L’Inps è in crisi. L’unica salvezza è la previdenza complementare

Nella morsa delle attuali rischi pensionistici, chi si trovba nei guai è la “generazione di mezzo”. Non basta  versare i contributi all’Inps  per assicurarsi una certa tranquillità economica una volta cessata l’attività lavorativa. La “generazione di mezzo” rappresenta tutti quei lavoratori che hanno iniziato la loro attività nei primi Anni 90 con la certezza di andare in pensione con il glorioso e munifico sistema retributivo (pensione pari alle ultime retribuzioni ricevute) e si sono invece ritrovati a subire la riforma pensionistica del 1995 (riforma Dini) e passare a un regime pensionistico misto, un po’ retributivo e molto contributivo (pensione calcolata in base ai contributi versati).

Materiale elencato —
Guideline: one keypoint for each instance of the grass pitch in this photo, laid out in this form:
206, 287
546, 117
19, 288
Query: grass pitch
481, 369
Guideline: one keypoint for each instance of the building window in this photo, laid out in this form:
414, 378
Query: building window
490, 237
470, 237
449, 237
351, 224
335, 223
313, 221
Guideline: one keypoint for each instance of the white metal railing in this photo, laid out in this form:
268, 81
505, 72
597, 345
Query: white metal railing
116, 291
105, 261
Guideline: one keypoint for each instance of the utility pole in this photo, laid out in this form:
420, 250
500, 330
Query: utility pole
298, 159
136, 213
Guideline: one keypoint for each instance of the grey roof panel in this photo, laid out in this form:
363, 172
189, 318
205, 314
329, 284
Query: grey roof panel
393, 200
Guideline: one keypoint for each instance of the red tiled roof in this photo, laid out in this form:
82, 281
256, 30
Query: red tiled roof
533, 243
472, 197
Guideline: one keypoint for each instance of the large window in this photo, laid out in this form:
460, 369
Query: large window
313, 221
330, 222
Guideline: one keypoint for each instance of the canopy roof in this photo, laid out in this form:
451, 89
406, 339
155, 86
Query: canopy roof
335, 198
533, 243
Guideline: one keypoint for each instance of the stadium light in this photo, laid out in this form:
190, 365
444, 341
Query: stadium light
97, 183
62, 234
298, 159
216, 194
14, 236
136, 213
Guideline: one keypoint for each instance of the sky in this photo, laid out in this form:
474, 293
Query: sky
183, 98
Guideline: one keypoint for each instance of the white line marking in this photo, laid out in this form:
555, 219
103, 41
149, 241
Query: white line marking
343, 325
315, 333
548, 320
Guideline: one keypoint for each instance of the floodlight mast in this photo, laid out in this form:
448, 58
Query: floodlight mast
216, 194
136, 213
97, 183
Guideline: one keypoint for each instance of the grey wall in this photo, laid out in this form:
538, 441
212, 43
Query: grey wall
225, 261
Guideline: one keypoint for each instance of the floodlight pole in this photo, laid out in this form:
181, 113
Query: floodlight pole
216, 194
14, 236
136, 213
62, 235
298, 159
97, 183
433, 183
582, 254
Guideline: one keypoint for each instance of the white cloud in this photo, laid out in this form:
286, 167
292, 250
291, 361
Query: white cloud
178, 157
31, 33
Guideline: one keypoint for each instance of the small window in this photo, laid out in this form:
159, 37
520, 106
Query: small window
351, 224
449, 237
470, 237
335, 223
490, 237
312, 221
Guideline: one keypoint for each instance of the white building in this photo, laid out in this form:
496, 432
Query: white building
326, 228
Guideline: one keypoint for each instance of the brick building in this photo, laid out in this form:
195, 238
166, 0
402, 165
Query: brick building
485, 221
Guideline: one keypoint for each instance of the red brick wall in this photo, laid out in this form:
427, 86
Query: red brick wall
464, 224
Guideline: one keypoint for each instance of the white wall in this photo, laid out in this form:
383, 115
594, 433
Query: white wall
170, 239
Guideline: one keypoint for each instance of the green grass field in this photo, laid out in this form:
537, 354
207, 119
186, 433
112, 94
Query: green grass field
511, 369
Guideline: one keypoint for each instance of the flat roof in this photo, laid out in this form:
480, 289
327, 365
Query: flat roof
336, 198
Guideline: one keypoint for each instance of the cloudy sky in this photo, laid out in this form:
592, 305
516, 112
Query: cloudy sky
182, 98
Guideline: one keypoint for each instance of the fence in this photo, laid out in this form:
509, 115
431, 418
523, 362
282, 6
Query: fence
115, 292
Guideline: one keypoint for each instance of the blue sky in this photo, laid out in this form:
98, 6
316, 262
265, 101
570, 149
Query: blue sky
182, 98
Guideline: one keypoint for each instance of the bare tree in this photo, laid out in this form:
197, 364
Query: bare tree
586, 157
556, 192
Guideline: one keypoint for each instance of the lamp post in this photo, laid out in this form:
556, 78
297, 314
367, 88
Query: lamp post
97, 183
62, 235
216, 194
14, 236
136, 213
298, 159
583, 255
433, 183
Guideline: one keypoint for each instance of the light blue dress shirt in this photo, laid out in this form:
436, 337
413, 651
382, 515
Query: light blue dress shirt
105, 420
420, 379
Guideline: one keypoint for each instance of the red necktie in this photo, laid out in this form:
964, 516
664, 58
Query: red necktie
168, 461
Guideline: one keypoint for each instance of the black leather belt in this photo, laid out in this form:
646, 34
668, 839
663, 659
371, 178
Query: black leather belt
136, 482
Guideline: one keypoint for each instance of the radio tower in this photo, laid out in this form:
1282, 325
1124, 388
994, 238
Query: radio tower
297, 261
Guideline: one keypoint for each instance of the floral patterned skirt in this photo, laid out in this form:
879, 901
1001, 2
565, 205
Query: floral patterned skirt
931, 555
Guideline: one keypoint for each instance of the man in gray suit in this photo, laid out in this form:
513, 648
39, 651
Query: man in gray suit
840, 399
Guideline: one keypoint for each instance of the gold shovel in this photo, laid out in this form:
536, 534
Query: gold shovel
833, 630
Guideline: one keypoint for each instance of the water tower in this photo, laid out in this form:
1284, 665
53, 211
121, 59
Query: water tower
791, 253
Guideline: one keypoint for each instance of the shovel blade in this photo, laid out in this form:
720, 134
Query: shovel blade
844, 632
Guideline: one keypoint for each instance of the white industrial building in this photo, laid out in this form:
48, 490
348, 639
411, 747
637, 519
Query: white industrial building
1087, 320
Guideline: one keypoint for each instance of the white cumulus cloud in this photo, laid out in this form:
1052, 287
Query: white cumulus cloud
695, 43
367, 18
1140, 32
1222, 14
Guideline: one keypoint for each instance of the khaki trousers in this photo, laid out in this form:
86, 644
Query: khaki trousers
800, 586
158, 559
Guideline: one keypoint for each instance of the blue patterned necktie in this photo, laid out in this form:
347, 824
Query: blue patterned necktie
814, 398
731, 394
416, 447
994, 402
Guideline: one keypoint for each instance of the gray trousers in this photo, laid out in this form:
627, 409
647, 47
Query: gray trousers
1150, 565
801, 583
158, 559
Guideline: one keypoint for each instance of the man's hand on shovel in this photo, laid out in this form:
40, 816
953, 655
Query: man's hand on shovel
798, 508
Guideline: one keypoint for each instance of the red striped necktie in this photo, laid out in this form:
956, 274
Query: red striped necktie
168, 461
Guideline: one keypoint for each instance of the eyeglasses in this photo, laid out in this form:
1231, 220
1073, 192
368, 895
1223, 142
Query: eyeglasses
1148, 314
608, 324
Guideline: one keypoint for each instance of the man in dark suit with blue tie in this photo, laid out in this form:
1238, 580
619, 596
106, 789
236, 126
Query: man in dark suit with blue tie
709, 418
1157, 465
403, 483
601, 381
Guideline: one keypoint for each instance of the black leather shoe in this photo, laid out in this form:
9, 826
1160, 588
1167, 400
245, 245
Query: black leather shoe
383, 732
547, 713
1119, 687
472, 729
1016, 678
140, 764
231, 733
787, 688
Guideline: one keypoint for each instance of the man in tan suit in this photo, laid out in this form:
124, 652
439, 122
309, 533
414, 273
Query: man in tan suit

Istruzioni di lavoro — Secondo l'estratto fornito sulla crisi dell'Inps, quale riforma pensionistica hanno dovuto subire i lavoratori della “generazione di mezzo”?

Soluzione del compito — Hanno dovuto subire la riforma pensionistica del 1995, cioè la riforma Dini.